----- PROVIDED PASSAGE
As Ethiopia withdraws from Somalia, there will be an opportunity to create a more rational diplomatic and security strategy aimed at isolating the hardline Islamist elements in the Shabaab militia. The Obama administration should focus on buttressing and upgrading the existing U.N.-led peace process (the Djibouti Process), while resisting efforts to put in place a poorly thought out, poorly resourced, and poorly staffed U.N. peacekeeping mission with a murky mandate.

Much more work will need to be done to build a genuine government of national unity from the bottom up, with the objective of creating a real power-sharing formula that includes key clan-based leaders, businessmen, and moderate Islamists. A wider security strategy focused on building an alliance of clan-based networks and functioning local governing authorities from Somaliland, Puntland, and throughout the South would further isolate hard-line elements within the Shabaab if it feeds into the transitional governing authority and supports the provision of security and social services, the two things Somalis most crave. Targeted sanctions should be aimed at hard-line Islamists and reactionary warlords who continue to undermine peace and the construction of a legitimate government and the external actors that support them.
----------
----- LISTED ENTRIES
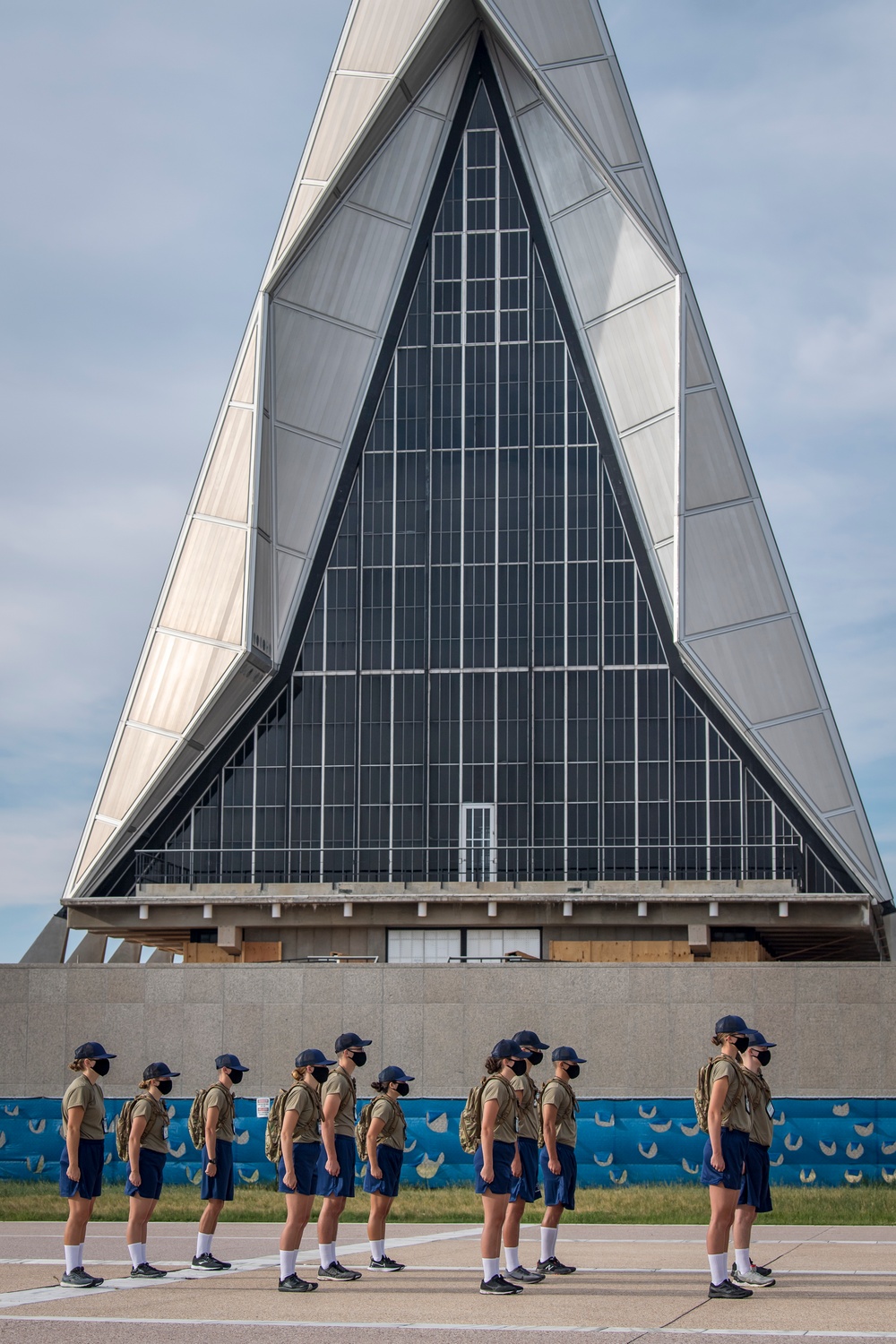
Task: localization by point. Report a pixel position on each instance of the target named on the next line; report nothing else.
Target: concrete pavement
(632, 1284)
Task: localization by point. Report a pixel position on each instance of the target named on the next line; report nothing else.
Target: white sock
(490, 1269)
(718, 1268)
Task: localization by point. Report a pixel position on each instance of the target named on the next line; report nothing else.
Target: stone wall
(643, 1030)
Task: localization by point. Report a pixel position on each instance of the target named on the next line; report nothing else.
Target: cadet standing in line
(726, 1150)
(384, 1156)
(559, 1107)
(336, 1164)
(83, 1117)
(525, 1187)
(147, 1158)
(300, 1150)
(755, 1195)
(495, 1160)
(218, 1112)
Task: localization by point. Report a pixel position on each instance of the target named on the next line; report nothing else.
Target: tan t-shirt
(557, 1094)
(341, 1085)
(81, 1091)
(740, 1116)
(498, 1089)
(222, 1098)
(761, 1131)
(306, 1105)
(155, 1136)
(527, 1117)
(394, 1124)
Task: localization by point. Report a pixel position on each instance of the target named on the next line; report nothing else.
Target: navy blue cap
(159, 1072)
(349, 1040)
(230, 1062)
(395, 1075)
(565, 1053)
(530, 1039)
(312, 1058)
(508, 1050)
(758, 1040)
(731, 1026)
(93, 1050)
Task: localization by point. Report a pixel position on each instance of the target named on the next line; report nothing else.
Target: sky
(145, 155)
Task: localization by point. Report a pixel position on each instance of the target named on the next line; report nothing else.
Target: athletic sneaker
(147, 1271)
(339, 1271)
(293, 1284)
(209, 1261)
(728, 1289)
(753, 1276)
(500, 1285)
(524, 1276)
(554, 1266)
(387, 1263)
(80, 1279)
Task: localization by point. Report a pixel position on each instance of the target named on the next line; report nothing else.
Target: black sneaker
(147, 1271)
(386, 1263)
(554, 1266)
(293, 1284)
(80, 1279)
(728, 1289)
(500, 1285)
(209, 1261)
(339, 1271)
(522, 1276)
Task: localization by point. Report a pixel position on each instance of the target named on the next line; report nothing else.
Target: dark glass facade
(482, 691)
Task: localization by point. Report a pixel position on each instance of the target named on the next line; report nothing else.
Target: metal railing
(458, 863)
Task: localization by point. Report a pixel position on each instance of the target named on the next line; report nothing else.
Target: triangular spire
(268, 503)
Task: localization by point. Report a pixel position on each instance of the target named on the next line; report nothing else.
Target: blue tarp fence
(818, 1142)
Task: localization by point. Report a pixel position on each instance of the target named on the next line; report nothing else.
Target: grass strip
(874, 1204)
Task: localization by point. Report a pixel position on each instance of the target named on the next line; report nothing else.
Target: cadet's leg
(511, 1233)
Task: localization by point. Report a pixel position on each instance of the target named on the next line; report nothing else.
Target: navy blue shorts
(527, 1185)
(560, 1190)
(390, 1160)
(91, 1155)
(734, 1150)
(501, 1159)
(341, 1185)
(220, 1185)
(152, 1167)
(756, 1191)
(306, 1167)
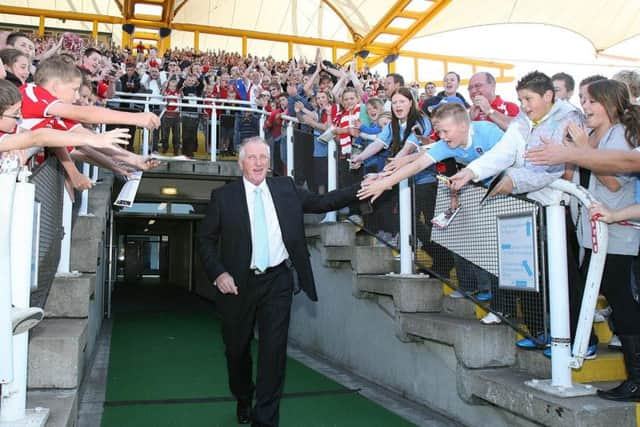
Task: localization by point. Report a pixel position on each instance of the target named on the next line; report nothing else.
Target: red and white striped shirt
(347, 120)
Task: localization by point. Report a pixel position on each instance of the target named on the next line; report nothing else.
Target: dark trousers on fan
(265, 300)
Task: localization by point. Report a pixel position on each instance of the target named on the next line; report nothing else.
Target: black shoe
(629, 390)
(243, 411)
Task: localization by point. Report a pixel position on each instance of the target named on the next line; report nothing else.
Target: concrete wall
(359, 335)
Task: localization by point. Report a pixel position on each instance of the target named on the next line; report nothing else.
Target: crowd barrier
(36, 219)
(471, 244)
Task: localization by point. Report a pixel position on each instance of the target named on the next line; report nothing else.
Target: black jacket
(225, 236)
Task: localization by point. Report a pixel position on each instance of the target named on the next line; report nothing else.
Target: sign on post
(518, 252)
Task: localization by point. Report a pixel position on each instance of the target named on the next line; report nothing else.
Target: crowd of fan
(385, 131)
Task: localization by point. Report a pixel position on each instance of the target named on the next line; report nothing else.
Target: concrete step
(475, 345)
(62, 405)
(338, 234)
(411, 293)
(372, 260)
(459, 307)
(86, 254)
(56, 353)
(88, 227)
(505, 388)
(607, 366)
(333, 256)
(69, 296)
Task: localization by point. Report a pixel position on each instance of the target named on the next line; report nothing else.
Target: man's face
(84, 96)
(583, 94)
(174, 68)
(9, 120)
(92, 62)
(25, 46)
(560, 88)
(452, 132)
(255, 162)
(373, 112)
(67, 92)
(283, 101)
(478, 85)
(451, 84)
(20, 68)
(534, 105)
(389, 84)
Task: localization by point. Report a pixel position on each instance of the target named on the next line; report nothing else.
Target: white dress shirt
(277, 251)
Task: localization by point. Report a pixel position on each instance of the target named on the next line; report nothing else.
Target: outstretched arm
(374, 188)
(99, 115)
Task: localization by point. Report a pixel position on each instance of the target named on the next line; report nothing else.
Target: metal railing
(35, 224)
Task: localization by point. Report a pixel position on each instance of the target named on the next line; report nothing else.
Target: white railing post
(95, 171)
(261, 125)
(213, 136)
(65, 246)
(290, 148)
(84, 197)
(14, 394)
(561, 358)
(145, 135)
(406, 254)
(558, 297)
(332, 176)
(8, 174)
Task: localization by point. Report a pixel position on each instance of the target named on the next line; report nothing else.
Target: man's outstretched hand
(461, 179)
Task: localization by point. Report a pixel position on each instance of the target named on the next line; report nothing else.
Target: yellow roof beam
(259, 35)
(395, 31)
(410, 14)
(180, 6)
(128, 9)
(119, 4)
(60, 14)
(378, 29)
(427, 17)
(167, 11)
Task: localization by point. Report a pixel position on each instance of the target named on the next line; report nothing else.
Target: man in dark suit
(254, 250)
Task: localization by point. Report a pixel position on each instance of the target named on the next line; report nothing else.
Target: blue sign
(518, 252)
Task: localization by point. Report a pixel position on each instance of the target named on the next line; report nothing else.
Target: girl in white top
(615, 124)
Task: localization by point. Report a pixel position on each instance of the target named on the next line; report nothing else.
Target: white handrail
(561, 359)
(594, 274)
(8, 175)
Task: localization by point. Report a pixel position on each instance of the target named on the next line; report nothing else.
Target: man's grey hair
(490, 79)
(253, 140)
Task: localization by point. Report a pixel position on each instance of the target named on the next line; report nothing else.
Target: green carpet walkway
(167, 368)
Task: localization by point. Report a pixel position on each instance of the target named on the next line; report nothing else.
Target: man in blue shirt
(459, 138)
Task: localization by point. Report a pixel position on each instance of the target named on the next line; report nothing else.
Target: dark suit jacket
(225, 236)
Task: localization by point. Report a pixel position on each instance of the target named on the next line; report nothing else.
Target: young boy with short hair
(542, 119)
(50, 102)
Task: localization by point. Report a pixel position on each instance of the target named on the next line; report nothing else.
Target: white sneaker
(357, 220)
(23, 319)
(327, 135)
(456, 295)
(614, 343)
(598, 317)
(602, 315)
(491, 319)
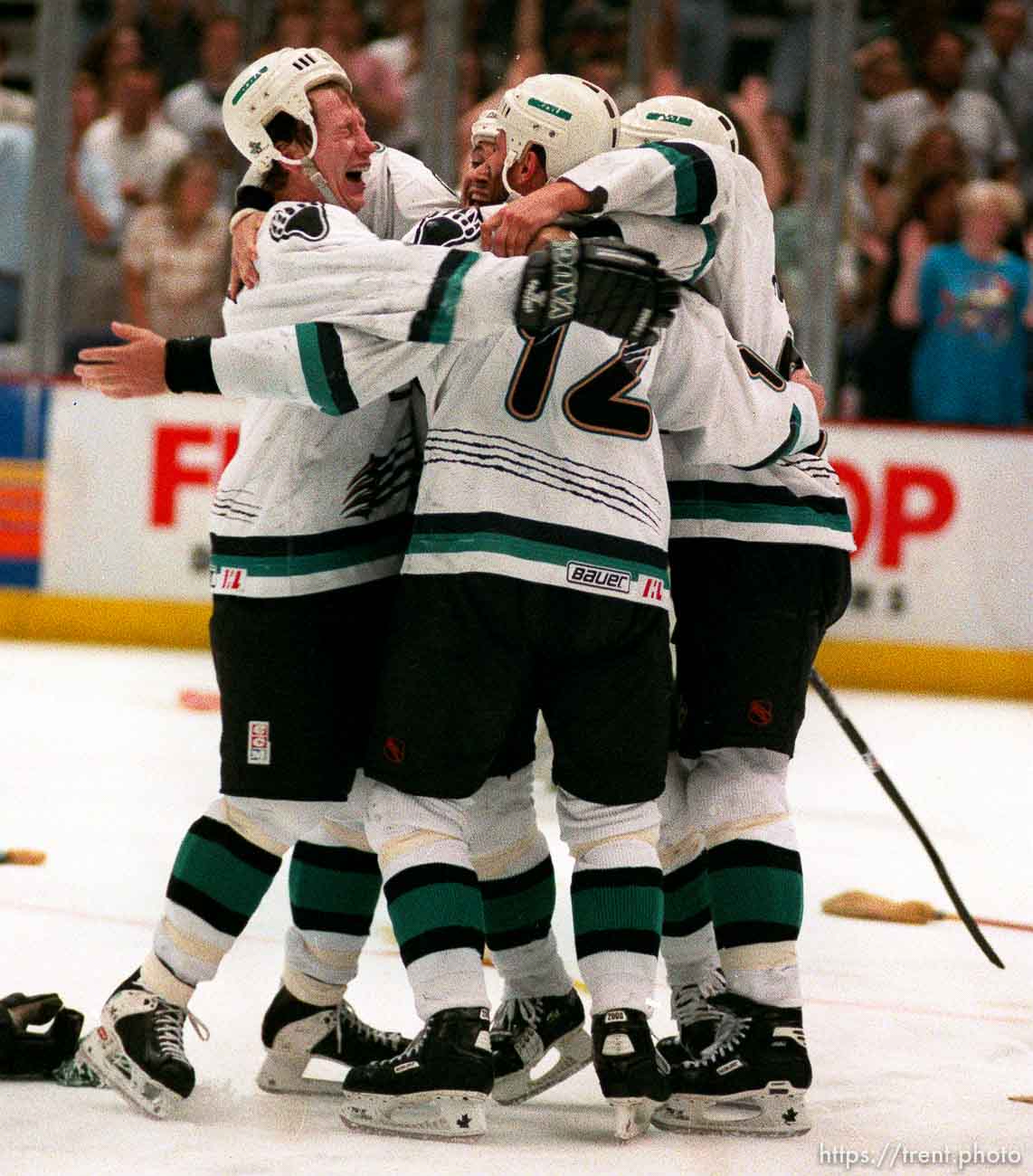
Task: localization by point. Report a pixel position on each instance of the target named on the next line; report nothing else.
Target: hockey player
(532, 481)
(480, 184)
(301, 572)
(733, 889)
----------
__AIM OF THE EXERCISE__. Set down the entire passage on Somalia policy again, word for word.

__RESULT__.
As Ethiopia withdraws from Somalia, there will be an opportunity to create a more rational diplomatic and security strategy aimed at isolating the hardline Islamist elements in the Shabaab militia. The Obama administration should focus on buttressing and upgrading the existing U.N.-led peace process (the Djibouti Process), while resisting efforts to put in place a poorly thought out, poorly resourced, and poorly staffed U.N. peacekeeping mission with a murky mandate.

Much more work will need to be done to build a genuine government of national unity from the bottom up, with the objective of creating a real power-sharing formula that includes key clan-based leaders, businessmen, and moderate Islamists. A wider security strategy focused on building an alliance of clan-based networks and functioning local governing authorities from Somaliland, Puntland, and throughout the South would further isolate hard-line elements within the Shabaab if it feeds into the transitional governing authority and supports the provision of security and social services, the two things Somalis most crave. Targeted sanctions should be aimed at hard-line Islamists and reactionary warlords who continue to undermine peace and the construction of a legitimate government and the external actors that support them.